[start PASSAGE]

This blog post is heavily based on one of my first blog-posts in 2014 (Schimmack, 2014). The blog post reports a meta-analysis of ego-depletion studies that used the hand-grip paradigm. When I first heard about the hand-grip paradigm, I thought it was stupid because there is so much between-subject variance in physical strength. However, then I learned that it is the only paradigm that uses a pre-post design, which removes between-subject variance from the error term. This made the hand-grip paradigm the most interesting paradigm because it has the highest power to detect ego-depletion effects. I conducted a meta-analysis of the hand-grip studies and found clear evidence of publication bias. This finding is very damaging to the wider ego-depletion research because other studies used between-subject designs with small samples which have very low power to detect small effects.
This prediction was confirmed in meta-analyses by Carter,E.C., Kofler, L.M., Forster, D.E., and McCulloch,M.E. (2015) that revealed publication bias in ego-depletion studies with other paradigms.
The results also explain why attempts to show ego-depletion effects with within-subject designs failed (Francis et al., 2018). Within-subject designs increase power by removing fixed between-subject variance such as physical strength. However, given the lack of evidence with the hand-grip paradigm it is not surprising that within-subject designs also failed to show ego-depletion effects with other dependent variables in within-subject designs. Thus, these results further suggest that ego-depletion effects are too small to be used for experimental investigations of will-power.
Of course, Roy F. Baumeister doesn’t like this conclusion because his reputation is to a large extent based on the resource model of will-power. His response to the evidence that most of the evidence is based on questionable practices that produced illusory evidence has been to attack the critics (cf. Schimmack, 2019).
In 2016, he paid to publish a critique of Carter’s (2015) meta-analysis in Frontiers of Psychology (Cunningham & Baumeister, 2016). In this article, the authors question the results obtained by bias-tests that reveal publication bias and suggest that there is no evidence for ego-depletion effects.
Unfortunately, Cunningham and Baumeister’s (2016) article is cited frequently as if it contained some valid scientific arguments.

[end PASSAGE]

→ WRITTEN EXERCISE 1:
Please find every line in the listing that contains the word "light" and copy each of those lines.

[start LISTING]

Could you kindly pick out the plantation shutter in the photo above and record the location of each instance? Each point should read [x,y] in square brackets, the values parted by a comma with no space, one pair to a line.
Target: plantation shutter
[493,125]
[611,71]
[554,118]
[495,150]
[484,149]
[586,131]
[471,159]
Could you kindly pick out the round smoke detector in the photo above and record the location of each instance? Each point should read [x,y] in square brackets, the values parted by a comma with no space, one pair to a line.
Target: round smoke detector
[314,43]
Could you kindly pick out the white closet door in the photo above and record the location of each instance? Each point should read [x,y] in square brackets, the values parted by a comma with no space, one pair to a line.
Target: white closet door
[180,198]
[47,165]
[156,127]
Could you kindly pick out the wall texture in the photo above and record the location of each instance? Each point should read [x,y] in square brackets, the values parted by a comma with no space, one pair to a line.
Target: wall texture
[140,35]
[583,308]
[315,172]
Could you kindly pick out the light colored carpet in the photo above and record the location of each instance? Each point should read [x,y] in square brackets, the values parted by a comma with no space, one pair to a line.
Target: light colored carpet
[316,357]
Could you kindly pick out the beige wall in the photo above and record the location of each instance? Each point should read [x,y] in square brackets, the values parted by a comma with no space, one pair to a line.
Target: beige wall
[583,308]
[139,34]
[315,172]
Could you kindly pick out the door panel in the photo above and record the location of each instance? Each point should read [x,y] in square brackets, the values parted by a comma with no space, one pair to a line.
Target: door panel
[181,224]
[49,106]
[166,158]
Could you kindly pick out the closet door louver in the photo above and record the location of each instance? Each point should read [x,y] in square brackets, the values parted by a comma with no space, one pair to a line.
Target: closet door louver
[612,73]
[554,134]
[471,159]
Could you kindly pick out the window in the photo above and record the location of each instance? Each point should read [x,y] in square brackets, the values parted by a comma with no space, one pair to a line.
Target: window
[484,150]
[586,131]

[end LISTING]

→ WRITTEN EXERCISE 2:
Name each distinct publication the ego-depletion post cites by author and year, giving the authors and year for each one.

→ TASK OUTPUT 1:
Could you kindly pick out the light colored carpet in the photo above and record the location of each instance? Each point should read [x,y] in square brackets, the values parted by a comma with no space, one pair to a line.
Target: light colored carpet

→ TASK OUTPUT 2:
- Schimmack, 2014
- Carter, Kofler, Forster, and McCulloch, 2015
- Francis et al., 2018
- Schimmack, 2019
- Cunningham & Baumeister, 2016